[Problem a] In the passage on solar module nanocoatings, what labels are given to the three samples chosen for further study?

[Document passage]
=-=-=-=-=

Various nanocoating formulations are available in the market, claiming to mitigate dust accumulation. However, very few samples are explicitly developed for application over the surface of solar modules. Most are just migrated from other coating applications, such as vehicle windscreens, to solar. As such, their inherent properties are very different from the application requirements in solar photovoltaics. Studies have observed that hydrophilic coating is ineffective in arid or dry regions (Hu et al. 2015). Since Tiruchirappalli is hot and dry for nearly 8 months in a year, hydrophilic nanocoatings are not employed in this work. All the available superhydrophobic nanocoatings are subjected to various characterization tests provided by Ehsan et al. (2021) to determine the optimal coating solution. Three such samples, denoted as “A”, “B” and “C”, are chosen for further studies. The coating formulations generally comprise metal oxides/mixed metal oxides, typically exhibiting a rutile structure with a tetragonal unit cell with nanoscale microstructure formation. Table 1a–c shows the typical material composition of the nanocoating samples “A”, “B” and “C”, respectively, reproduced verbatim from their material safety data sheets (MSDS) and product data sheets (PDS) submitted by the manufacturers. Surface characterization and morphology studies of the coatings are also carried out using Olympus BX51M Optical Microscope, Carl ZEISS Crossbeam 340 Field Emission Scanning Electron Microscope (FESEM), EDAX Octane Elite Super Energy Dispersive Spectroscopy (EDS), and Malvern PANalytical EMPYREAN X-ray Diffractometer (XRD). Figure 1a, b shows the Scanning Electron Microscope (SEM) micrographs of the surface coated with “B” under 500x and 1220x magnification, respectively. It is observed from the figure that the coating layer cannot be discerned clearly from the electrically conductive, nonporous carbon tape background used for SEM/EDS studies in magnifications below 500x. The layer is visible as uniformly distributed white spots in magnifications beyond 1000x. However, the spots cannot be differentiated clearly from the carbon background even after increasing the magnification further, showing that the coating particles get applied on a tiny scale.

=-=-=-=-=

[Collected data]
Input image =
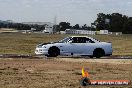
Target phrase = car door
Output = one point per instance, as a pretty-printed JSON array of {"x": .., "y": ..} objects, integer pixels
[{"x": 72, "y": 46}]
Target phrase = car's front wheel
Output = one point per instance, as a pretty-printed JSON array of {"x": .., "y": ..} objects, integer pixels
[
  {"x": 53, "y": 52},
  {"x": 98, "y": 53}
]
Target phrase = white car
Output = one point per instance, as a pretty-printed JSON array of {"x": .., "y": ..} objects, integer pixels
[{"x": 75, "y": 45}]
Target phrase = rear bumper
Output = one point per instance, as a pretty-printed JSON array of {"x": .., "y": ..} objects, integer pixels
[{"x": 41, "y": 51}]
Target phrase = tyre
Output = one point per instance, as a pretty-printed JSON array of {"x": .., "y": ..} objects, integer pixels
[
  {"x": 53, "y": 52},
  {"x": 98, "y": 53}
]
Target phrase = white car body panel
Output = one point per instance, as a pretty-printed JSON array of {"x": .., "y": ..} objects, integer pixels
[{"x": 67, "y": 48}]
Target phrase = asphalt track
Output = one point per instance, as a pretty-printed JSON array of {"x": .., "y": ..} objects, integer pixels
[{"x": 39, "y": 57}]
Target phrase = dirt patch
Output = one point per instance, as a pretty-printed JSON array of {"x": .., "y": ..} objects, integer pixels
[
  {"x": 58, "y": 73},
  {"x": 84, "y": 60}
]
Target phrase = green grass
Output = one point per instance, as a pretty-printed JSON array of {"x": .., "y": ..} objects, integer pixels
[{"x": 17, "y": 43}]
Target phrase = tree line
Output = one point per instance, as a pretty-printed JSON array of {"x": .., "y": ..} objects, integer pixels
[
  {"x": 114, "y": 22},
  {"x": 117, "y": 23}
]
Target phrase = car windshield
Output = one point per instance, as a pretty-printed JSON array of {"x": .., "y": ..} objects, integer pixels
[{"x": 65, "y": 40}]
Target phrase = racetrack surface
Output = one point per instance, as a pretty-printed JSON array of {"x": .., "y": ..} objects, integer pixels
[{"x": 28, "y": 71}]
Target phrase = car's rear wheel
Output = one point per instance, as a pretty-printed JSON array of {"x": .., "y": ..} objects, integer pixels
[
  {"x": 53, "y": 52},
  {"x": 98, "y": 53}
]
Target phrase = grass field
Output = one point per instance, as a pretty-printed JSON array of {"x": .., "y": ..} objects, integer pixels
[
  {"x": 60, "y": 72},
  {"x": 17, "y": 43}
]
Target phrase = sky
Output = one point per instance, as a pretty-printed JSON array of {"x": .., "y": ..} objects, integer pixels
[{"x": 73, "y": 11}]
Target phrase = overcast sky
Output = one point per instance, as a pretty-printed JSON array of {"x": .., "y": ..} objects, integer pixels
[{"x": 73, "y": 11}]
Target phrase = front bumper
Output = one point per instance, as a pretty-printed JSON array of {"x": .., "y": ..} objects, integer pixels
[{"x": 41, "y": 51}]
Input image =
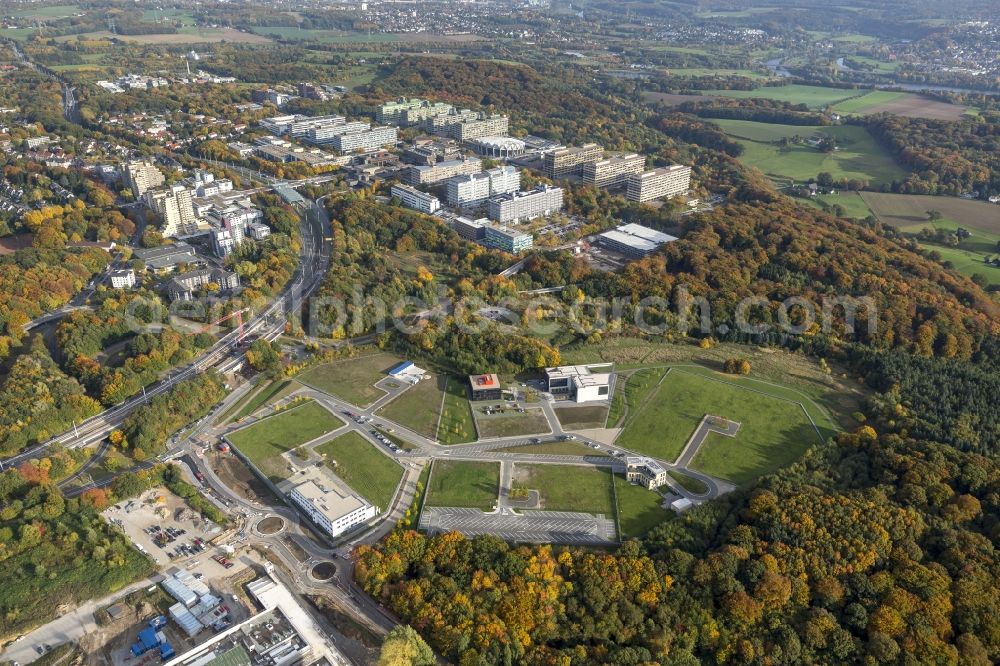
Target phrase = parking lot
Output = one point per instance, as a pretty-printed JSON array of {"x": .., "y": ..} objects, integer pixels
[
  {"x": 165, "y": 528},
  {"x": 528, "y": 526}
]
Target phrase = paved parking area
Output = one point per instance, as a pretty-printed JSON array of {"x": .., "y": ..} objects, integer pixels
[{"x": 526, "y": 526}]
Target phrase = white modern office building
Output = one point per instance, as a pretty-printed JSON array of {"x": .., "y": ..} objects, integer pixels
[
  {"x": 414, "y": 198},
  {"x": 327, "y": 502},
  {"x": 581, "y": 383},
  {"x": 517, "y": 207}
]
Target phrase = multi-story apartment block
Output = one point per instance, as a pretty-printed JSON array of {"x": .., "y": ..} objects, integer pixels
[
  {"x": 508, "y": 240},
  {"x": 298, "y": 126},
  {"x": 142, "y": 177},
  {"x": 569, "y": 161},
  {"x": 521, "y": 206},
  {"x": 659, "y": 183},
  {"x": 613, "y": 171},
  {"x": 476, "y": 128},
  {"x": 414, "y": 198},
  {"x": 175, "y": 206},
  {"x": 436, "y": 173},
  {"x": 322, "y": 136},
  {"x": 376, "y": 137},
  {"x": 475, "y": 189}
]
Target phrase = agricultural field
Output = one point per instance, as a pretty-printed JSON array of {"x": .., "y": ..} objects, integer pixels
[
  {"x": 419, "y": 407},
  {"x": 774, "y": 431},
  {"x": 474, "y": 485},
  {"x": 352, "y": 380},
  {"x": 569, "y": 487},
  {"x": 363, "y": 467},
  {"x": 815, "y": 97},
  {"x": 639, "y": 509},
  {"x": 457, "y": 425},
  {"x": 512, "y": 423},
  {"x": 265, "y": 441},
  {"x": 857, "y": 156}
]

=-=-=-=-=

[Problem b] Show each line in the entries that contains the word "bumper".

[Correct output a] "A", "B" and "C".

[Correct output b]
Target phrase = rear bumper
Target phrase = front bumper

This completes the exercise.